“Have you considered donor milk? We’ve seen some great results for moms whose milk is taking longer to come in.”
Ummmm…are you asking if I want to give my brand new baby someone else’s expressed milk?? No, thank you.
So, here I am. I just gave birth to a perfect baby boy and I’m waiting impatiently for my milk to come in. Mick is two days old and he is stinking adorable, but he was 9lbs at birth and HUNGRY…he embarked on a three-hour nursing spree upon arrival. At this point in my newly-found motherhood, I was dead set on breastfeeding exclusively; my child was not going to get any formula. Side note- this viewpoint changed a few months later. I love the #breastisbest sentiment but ultimately #fedisbest became my motto after having some breastfeeding issues.
I’m probably 48 hours into this whole taking-care-of-a-person experience and my most important function is to feed him. And I can’t. And I’m so upset. Baby Mick is either sleeping or crying and these two parents are at their wits’ ends. Hubby wants us to give in and give him formula saying, “he’s starving. Give him some bleeping formula!” “No,” I say. “He’s not starving. I know that he’s getting colostrum so he’s fine. Let’s wait another day.” We waited another day and then another and Baby Mick ended up losing more weight than the doctors liked, so we had to stay another day in the hospital.
And then we were given an alternative option by one of the nurses. The donated breast milk. You heard my initial reaction of “heck no,” but then I started asking questions. I discover that the process is pretty intense. The donating mom goes has to complete an interview and health assessment, the milk is pasteurized, it’s stored a certain way and goes through a host of other regulated steps. This milk is safe, fresh and available at my hospital for this exact situation, for a mother who wants to breastfeed but who can’t.

Problem to work on: Continue the first-person account of a newborn's feeding struggles and the hospital's donor milk offer, starting after its final sentence.

Dataset section:
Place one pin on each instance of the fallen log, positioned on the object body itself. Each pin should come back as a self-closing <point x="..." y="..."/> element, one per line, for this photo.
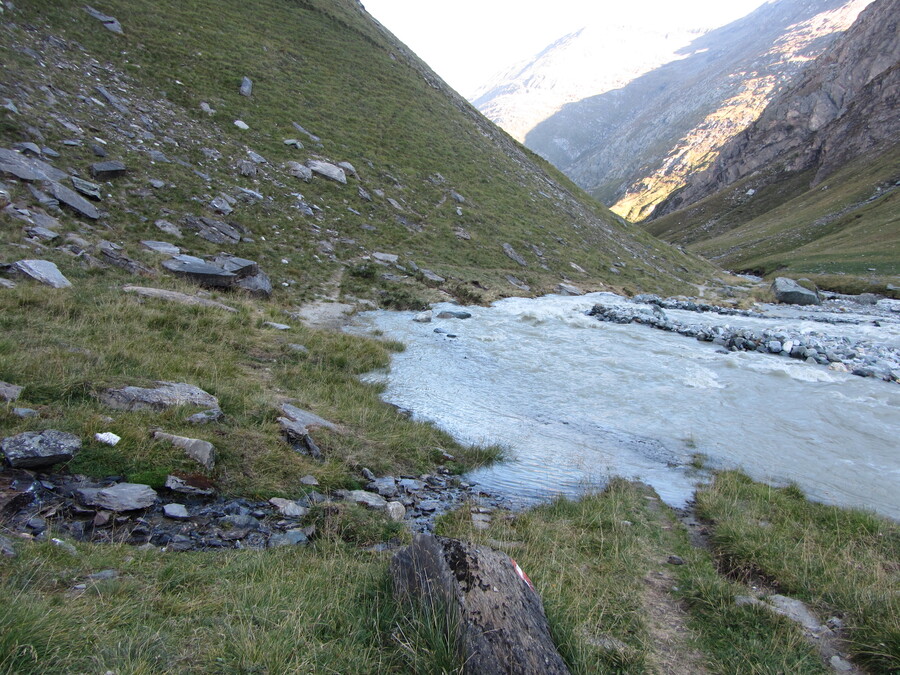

Exercise response:
Okaaaaay, I’ll consider it–but how does it work? Well, the milk is brought in a 3oz container and is hooked up to a tiny plastic tube. The tube is taped to the mom’s breast with the tip of the tube ending at the nipple. Then, the baby latches onto the nipple and gets the milk exactly like a breastfeeding baby. Simply, amazing.
As soon as I learned about the process and how it worked, I was intrigued. Pair the intrigue with the incessant wailing of Baby Mick and I was more than willing to try it out. Being new to breastfeeding (and attaching a tiny tube to my boob), I needed the help of a lactation consultant. Any expecting mamas out there who want to breastfeed- ask your hospital for a lactation consultant. They are amazing and mine was extra amazing. She taped me up, taught me how to tell when he’s getting the milk and encouraged me to keep at it even when I was discouraged. Thank you, lactation nurse. I can’t even remember your name but you were SO important to me!
Seeing my baby get his belly full of milk for the first time was the most gratifying/relieving feeling of my entire life and I have some anonymous, overly supplying woman to thank. During this breastfeeding awareness month, I felt that it was really important to shed light on donated breast milk. It positively impacted my life and I’m sure countless others. I am so grateful for the women who give to our local hospital and I am forever in their debt!!